Image-grounded pointing data:
┏━━

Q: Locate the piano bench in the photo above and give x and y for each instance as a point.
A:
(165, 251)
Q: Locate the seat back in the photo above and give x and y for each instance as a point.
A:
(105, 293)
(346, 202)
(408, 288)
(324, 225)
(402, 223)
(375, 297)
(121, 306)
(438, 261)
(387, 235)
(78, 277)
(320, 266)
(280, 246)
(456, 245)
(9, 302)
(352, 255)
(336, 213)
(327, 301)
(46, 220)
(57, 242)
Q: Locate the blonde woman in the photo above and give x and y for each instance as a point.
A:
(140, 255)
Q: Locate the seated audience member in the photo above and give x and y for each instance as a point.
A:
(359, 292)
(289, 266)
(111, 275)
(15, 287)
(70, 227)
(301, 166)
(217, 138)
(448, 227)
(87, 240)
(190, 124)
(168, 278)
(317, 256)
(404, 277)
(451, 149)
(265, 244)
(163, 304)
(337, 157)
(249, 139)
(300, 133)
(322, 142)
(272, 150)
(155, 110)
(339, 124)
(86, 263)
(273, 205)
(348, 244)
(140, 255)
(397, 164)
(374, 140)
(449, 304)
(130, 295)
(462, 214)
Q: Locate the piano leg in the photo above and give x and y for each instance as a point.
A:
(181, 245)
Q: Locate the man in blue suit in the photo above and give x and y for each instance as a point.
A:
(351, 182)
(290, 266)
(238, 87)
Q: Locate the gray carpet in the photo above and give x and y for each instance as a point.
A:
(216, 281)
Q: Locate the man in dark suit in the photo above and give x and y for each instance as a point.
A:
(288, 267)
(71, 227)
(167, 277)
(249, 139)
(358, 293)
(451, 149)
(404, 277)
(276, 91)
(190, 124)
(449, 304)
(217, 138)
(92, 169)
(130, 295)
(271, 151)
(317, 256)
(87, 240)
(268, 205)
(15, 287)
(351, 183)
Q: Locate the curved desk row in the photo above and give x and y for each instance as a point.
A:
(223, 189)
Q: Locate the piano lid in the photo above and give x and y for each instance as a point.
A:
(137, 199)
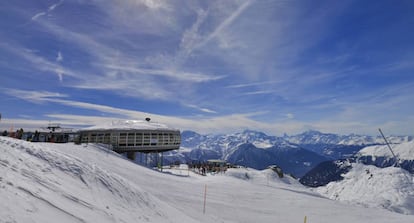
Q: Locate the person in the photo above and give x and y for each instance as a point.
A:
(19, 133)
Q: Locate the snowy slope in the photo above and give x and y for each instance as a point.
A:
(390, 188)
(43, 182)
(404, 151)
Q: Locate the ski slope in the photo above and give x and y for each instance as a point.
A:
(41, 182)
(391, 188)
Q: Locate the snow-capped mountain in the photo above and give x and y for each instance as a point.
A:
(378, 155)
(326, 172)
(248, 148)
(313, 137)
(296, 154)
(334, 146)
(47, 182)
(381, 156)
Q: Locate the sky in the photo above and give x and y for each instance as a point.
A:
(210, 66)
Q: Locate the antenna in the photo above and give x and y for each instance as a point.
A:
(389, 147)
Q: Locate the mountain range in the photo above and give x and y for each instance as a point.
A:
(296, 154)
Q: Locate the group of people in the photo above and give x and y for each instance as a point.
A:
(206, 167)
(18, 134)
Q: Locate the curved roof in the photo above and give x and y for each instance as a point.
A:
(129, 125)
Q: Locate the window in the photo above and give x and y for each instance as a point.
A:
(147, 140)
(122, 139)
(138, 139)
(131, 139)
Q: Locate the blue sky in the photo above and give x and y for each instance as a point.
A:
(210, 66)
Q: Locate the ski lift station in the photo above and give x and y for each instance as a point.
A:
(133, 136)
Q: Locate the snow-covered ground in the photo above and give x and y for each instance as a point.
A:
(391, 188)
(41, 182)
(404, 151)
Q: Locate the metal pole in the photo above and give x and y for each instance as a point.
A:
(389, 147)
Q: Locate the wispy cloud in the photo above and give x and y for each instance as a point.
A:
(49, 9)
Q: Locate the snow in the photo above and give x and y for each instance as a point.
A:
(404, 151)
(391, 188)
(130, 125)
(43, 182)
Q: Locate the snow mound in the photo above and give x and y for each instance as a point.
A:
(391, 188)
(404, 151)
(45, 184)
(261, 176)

┗━━

Description of the task: Above are records with pictures; repeat them exactly, but without the pictures.

Solution to this task:
Q: Locate the piano bench in the photo above and give x and y for each instance as a point.
A:
(165, 251)
Q: Locate the seat back in the photo above and give x and y for each instance as a point.
A:
(105, 293)
(346, 202)
(408, 288)
(324, 225)
(402, 223)
(375, 297)
(121, 306)
(438, 261)
(387, 235)
(78, 277)
(320, 266)
(280, 246)
(456, 245)
(9, 302)
(352, 255)
(336, 213)
(327, 301)
(46, 220)
(57, 242)
Q: Locate the blonde woman in the photo above and give x and y for each instance as a point.
A:
(140, 255)
Q: Locate the seated audience member in the photo above and give x and y for each instance as a point.
A:
(359, 292)
(289, 266)
(111, 275)
(15, 287)
(70, 227)
(301, 166)
(217, 138)
(448, 227)
(87, 240)
(190, 124)
(168, 278)
(317, 256)
(404, 277)
(451, 149)
(265, 244)
(163, 304)
(337, 157)
(249, 139)
(300, 133)
(322, 142)
(272, 150)
(155, 110)
(339, 124)
(86, 263)
(273, 205)
(348, 244)
(140, 255)
(397, 164)
(374, 140)
(449, 304)
(130, 295)
(462, 214)
Q: Locate the piano leg in the photo above and give x and y for each instance as a point.
A:
(181, 245)
Q: Locate the man in blue suit in the photo above and give x and y for each instance as a point.
A:
(351, 182)
(290, 266)
(238, 87)
Q: Locate the gray carpet in the photo above and give x and y for each instance as a point.
A:
(216, 281)
Q: Locate the man in dark suit in the photo above and give x and y for each instance as a point.
A:
(288, 267)
(71, 227)
(167, 277)
(249, 139)
(358, 293)
(451, 149)
(404, 277)
(276, 91)
(190, 124)
(449, 304)
(217, 138)
(92, 169)
(130, 295)
(271, 151)
(317, 256)
(87, 240)
(268, 205)
(15, 287)
(351, 183)
Q: Locate the curved desk row in the photo above and give x and y for each instance as a point.
A:
(223, 189)
Q: Locate the piano lid in the photo above and give x and y for each instance as a point.
A:
(137, 199)
Q: Locate the person in the photo above and give x and y for each instance as a point.
A:
(19, 133)
Q: Locate the snowy slope in the photo above and give x and y for each instance as a point.
A:
(390, 188)
(43, 182)
(404, 151)
Q: Locate the ski slope in the photo above and give x and y for each instance as a point.
A:
(41, 182)
(391, 188)
Q: Locate the snow-capped mountain in the photo above and give x and y for each instance as a point.
A:
(378, 155)
(326, 172)
(248, 148)
(313, 137)
(296, 154)
(334, 146)
(47, 182)
(381, 156)
Q: Locate the sky in the photo above and give x and y for each instance as a point.
A:
(210, 66)
Q: Locate the antenna in the photo above and give x and y for each instance as a point.
A:
(389, 147)
Q: Locate the mountain range in the photo above and give x and y for each instance as a point.
A:
(296, 154)
Q: Locate the group of people in the photo above and give x and y for each instance as a point.
A:
(206, 167)
(18, 134)
Q: Locate the curved roof in the photo above and give x and y for each instance as a point.
A:
(129, 125)
Q: Locate the window in the photo above and give x and y for each instance as a point.
A:
(147, 140)
(122, 139)
(138, 139)
(131, 139)
Q: Locate the blue sky in the photo above and give x and y for each instance as a point.
A:
(210, 66)
Q: Locate the ski lift station in the photo above and give x and y for each instance as a point.
A:
(133, 136)
Q: Locate the snow-covered ground in the photo above and give x and y for each instance as a point.
A:
(391, 188)
(41, 182)
(404, 151)
Q: Locate the metal pole in the photo above and give x and y for each instance as a point.
A:
(389, 147)
Q: Locate the wispy cloud in the photo above and give x and y for each instance as a point.
A:
(49, 9)
Q: Locate the snow in the photo above and give x and y for each instance as a point.
A:
(404, 151)
(391, 188)
(130, 125)
(43, 182)
Q: Locate the snow mound in the photo above and give x and y for each instance as a point.
A:
(391, 188)
(404, 151)
(45, 184)
(261, 176)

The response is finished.